#### Set problem
Copy out every line of the records below character for character, leaving out the pictures.

#### Provided entries
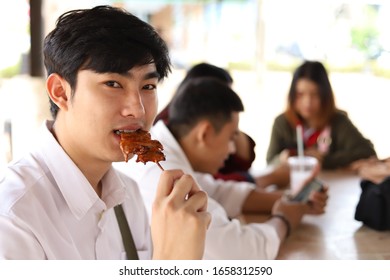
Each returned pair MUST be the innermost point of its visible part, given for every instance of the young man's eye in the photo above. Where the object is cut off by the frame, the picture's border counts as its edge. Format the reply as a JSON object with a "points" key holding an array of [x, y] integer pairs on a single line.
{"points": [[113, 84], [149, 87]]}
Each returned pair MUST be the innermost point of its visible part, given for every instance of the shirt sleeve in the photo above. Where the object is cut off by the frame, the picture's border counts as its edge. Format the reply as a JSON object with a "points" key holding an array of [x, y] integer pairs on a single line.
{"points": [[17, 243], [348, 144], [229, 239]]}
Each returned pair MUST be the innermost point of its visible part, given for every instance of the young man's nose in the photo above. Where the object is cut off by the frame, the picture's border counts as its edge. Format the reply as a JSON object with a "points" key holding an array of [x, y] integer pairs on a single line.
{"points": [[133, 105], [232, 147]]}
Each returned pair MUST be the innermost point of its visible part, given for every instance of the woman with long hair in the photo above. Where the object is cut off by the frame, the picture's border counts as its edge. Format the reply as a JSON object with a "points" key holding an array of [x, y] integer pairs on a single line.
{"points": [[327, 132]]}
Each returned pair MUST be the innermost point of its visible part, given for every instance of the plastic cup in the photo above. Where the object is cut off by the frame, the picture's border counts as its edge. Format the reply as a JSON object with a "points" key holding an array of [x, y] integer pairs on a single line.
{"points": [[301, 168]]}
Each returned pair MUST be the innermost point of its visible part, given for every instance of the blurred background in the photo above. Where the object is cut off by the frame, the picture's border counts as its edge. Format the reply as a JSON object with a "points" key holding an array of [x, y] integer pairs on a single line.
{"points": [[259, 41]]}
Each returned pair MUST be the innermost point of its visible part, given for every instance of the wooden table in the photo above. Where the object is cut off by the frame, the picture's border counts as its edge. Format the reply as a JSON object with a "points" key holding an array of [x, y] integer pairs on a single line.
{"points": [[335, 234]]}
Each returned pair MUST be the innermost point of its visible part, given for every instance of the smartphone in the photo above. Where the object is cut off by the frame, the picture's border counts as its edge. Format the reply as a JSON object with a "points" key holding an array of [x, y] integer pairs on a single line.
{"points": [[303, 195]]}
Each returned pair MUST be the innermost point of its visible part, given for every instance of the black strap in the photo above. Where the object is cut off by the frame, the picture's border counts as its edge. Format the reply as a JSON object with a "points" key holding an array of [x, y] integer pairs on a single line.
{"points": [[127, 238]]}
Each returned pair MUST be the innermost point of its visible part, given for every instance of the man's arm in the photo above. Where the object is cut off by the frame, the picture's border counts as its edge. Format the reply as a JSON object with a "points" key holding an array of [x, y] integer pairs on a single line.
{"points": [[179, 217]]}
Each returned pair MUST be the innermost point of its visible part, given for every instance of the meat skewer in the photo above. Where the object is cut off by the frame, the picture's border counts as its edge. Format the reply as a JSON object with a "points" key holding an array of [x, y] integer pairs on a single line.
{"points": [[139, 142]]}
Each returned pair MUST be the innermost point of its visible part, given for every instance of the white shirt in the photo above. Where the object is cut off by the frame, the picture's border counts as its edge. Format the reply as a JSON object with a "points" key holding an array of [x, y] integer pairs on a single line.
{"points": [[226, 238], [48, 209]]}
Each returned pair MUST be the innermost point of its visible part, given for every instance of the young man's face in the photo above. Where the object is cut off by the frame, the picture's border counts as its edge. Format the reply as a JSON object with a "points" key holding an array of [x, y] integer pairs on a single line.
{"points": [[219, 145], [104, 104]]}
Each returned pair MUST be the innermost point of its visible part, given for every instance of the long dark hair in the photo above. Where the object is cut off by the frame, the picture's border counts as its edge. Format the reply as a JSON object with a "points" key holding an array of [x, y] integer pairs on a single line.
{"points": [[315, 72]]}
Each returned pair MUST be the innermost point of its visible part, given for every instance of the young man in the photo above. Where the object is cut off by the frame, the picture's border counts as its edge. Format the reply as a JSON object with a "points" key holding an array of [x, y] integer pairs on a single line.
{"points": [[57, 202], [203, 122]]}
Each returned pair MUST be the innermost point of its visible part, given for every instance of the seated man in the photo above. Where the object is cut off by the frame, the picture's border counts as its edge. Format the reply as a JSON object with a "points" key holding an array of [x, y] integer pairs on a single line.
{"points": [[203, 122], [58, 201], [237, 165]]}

#### Task response
Each returned pair MUST be the innermost point of its visible part, given for every instance of the young man's eye in the photo above. Where the object is cut off by the frame, the picture's border counts as its edge. Format the reply as a JSON object with a "points" key holding an array of [x, y] integer pairs on a single line.
{"points": [[113, 84], [149, 87]]}
Each returned pair MUST be the innermost point of its visible part, given for every instance of the shirt sleeve in the photo above. Where the object is cut off by the frame, the picture's border counts as its edge. Format the reply as a JSON object with a "points" key holding an array of [x, y] integer pairs on a single line.
{"points": [[17, 243], [348, 144], [229, 239]]}
Each returned pair MUST be the innermost point of its visible part, given for every instance of the young man's nose in the photo above. Where the object is cut off by the frame, the picture's border counts as its edge. Format the reply as a JSON object with a "points" key holding an array of [x, y] integer pairs on a single line.
{"points": [[133, 105], [232, 147]]}
Each returned pair MUST be the innermost point of its visible part, given for every instance of the woman with long hair in the photo above. Where the object is cut off by the frame, the picture's border counts as its edge. Format the reply as a JSON object with a "points" key holding an array of [x, y] integer pairs on a single line.
{"points": [[327, 132]]}
Each returned pair MUST be the innermost point of its visible part, given for every instance of the plastic cup in the photo above. Where the object is cut off by the frame, the picture's border counts as its edge. Format the reply as a JSON object with a "points" key holding an array of [x, y] integer pairs on a single line.
{"points": [[301, 168]]}
Each returned pair MUST be the innermost point of its visible part, given for every instance of the blurred background in the photo above. Where the object is cut off by the frame, the picture's border counts as its edge. Format the reply as a JSON object with a "points" key holding an array of [x, y] integer pairs on a single line.
{"points": [[259, 41]]}
Each returned pair MUST be the innermost point of its visible part, given for every instance of the wooden table in the photo above. Where the object is cut off by the frame, the picture's border counts as its edge. Format the reply as a JSON object with a "points" key holding an array of [x, y] integer pairs on a single line.
{"points": [[335, 234]]}
Each returned pair MUST be the innermost point of its visible part, given for every instance of the smartphone in the photo above. Where the object is cut off by the frame, the picture's border counts as its edge. Format the reply as a JSON object with a "points" key holding an array of [x, y] integer pairs on a single line.
{"points": [[303, 195]]}
Each returned pair MUST be the innermost point of its visible part, given for every instance of the black strap in the photo above. Where the object is cut off by the frame, the picture's border counts as its edge. Format the reply as a JSON object with a "points" key holding an array of [x, y] integer pairs on a single line.
{"points": [[127, 238]]}
Each returned pair MUST be the innermost point of its visible part, given for every instance of the man's arm in the photo above. Where the object is cut off by the frame, the picture's border counts as its edge. Format the reply as a JSON object with a "points" key holding an array of [x, y] integer pairs on a single line.
{"points": [[179, 217]]}
Each returned pair MUST be the innermost point of its visible part, given for every instance of the meat skewer in the photo above. Where the object is cut off by the frame, the picture's border counts as its edge. Format the reply as a JSON object with a "points" key holding an array of [x, y] integer pairs on a single line.
{"points": [[139, 142]]}
Each returned pair MUST be the innermost point of its visible part, given for every instance of the white shirt in the photo above. Where the object is cut off by the frame, the picture's border counts as its edge. Format the reply as a JSON object with a "points" key holding an array of [x, y] integer pairs on a single line.
{"points": [[226, 238], [48, 209]]}
Each returned pair MUST be the innermost point of its visible part, given for every instance of the young man's face in the photo above. Where the object is cut off by the frame, the picture's border counts as its edge. Format the reply as a JSON object with a "points" key holding an array of [x, y] integer pairs on a single line.
{"points": [[219, 145], [104, 104]]}
Each returned pair MUST be the innermost point of its visible part, given for every instance of the long dark hair in the photo above. Where the object is cut off by the frame, the picture's border counts as its edge. Format the reply as a JSON object with a "points" key holding an array of [x, y] integer pairs on a single line.
{"points": [[315, 72]]}
Each returned pair MUST be the innermost point of its visible part, given for every instance of the young man in the photo above. Where the object is cut off by the frame, the picture's border counts as its edge. Format the reply as a JSON object with a "points" key holding an array of [x, y] integer pairs on a single line.
{"points": [[57, 202], [203, 122]]}
Each returned pair MUST be the innermost point of its visible part, given for every instance of the seated man in the photo above. Where the object is cut off by the frame, the picture's border counts as its edge. Format the reply as a JSON object with a "points" key holding an array of [x, y] integer pairs on a single line.
{"points": [[203, 122], [58, 201], [237, 165]]}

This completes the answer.